> Gegeven opdracht 1:
Bepaal voor elk van de volgende beweringen of de tekst over de overstromingen van 1931 en de Huang He ermee overeenstemt. Antwoord per bewering met ja of nee en citeer letterlijk de woorden uit de tekst die de doorslag geven.
(a) In 1931 traden de Huang He, de Jangtsekiang en de Huai buiten hun oevers.
(b) De Huang He voert jaarlijks 6 ton vaste materie naar zee.
(c) Het land werd in 1931 getroffen door zeven cyclonen.
> Gegeven opdracht 2: Selecteer in de records elke regel waarin het woord "jacket" voorkomt en neem die regels over.

> Gegeven tekst:
De grootste waterramp die China ooit getroffen heeft, een van de dodelijkste natuurrampen ooit, vond plaats in 1931. In dat jaar overstroomden de Huang He, de Jangtsekiang én de Huai. De wintersneeuw zorgde voor extra smeltwater en het voorjaar én een deel van de zomer werden geteisterd door hevige regenval. Bovendien werd het land getroffen door zeven cyclonen. De schattingen van het aantal doden lopen uiteen: van 145.000 tot wel 4 miljoen slachtoffers.

 

Rivier 2 - Huang He (Gele Rivier)
De Huang He (Gele Rivier) heeft zijn naam te danken aan de kleur van het water. Dat wordt veroorzaakt door het sedimenttransport. Per seconde verplaatst de rivier ongeveer 6 ton slib. Jaarlijks voert de Huang He 1,4 miljard ton vaste materie naar zee. Het transport van sediment kleurt het rivierwater bruingeel en maakt het tot een modderstroom. Niet alles slib bereikt de zee: onderweg zet de rivier veel slib af. Dat zorgt voor een voortdurende verhoging van de rivierbedding en daarmee voor koerswijzigingen en overstromingen.

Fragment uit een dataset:
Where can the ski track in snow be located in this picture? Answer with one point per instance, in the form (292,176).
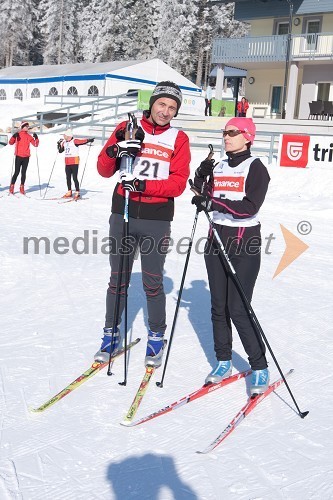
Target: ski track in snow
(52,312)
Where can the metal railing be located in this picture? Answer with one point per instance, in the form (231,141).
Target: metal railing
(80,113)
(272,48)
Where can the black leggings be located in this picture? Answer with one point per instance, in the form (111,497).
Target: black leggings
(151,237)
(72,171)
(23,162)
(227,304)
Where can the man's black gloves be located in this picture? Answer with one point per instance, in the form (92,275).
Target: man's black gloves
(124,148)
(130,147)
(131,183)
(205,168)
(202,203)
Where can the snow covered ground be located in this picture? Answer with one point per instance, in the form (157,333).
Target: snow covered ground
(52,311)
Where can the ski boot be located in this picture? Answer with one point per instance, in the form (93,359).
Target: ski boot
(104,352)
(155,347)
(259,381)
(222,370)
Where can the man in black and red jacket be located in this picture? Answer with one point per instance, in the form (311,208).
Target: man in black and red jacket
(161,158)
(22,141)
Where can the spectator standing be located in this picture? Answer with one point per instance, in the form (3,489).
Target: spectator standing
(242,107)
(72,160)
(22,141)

...

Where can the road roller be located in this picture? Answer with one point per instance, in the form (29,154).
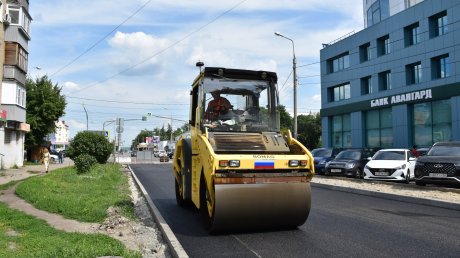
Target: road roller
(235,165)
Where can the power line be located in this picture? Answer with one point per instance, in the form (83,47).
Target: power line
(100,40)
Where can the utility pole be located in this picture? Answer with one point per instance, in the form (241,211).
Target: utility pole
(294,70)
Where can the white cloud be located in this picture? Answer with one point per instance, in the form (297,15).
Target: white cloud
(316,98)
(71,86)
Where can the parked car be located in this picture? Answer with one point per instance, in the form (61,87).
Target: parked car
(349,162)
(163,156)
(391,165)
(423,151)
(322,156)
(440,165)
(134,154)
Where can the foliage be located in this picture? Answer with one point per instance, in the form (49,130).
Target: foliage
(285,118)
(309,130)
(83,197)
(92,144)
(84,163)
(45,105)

> Resultaat 1:
(a) Ja: "In dat jaar overstroomden de Huang He, de Jangtsekiang én de Huai."
(b) Nee: "Jaarlijks voert de Huang He 1,4 miljard ton vaste materie naar zee."
(c) Ja: "Bovendien werd het land getroffen door zeven cyclonen."

> Resultaat 2:
Where can the man in black and red jacket be located in this picture? Answer with one point per instance, in the form (311,208).
Target: man in black and red jacket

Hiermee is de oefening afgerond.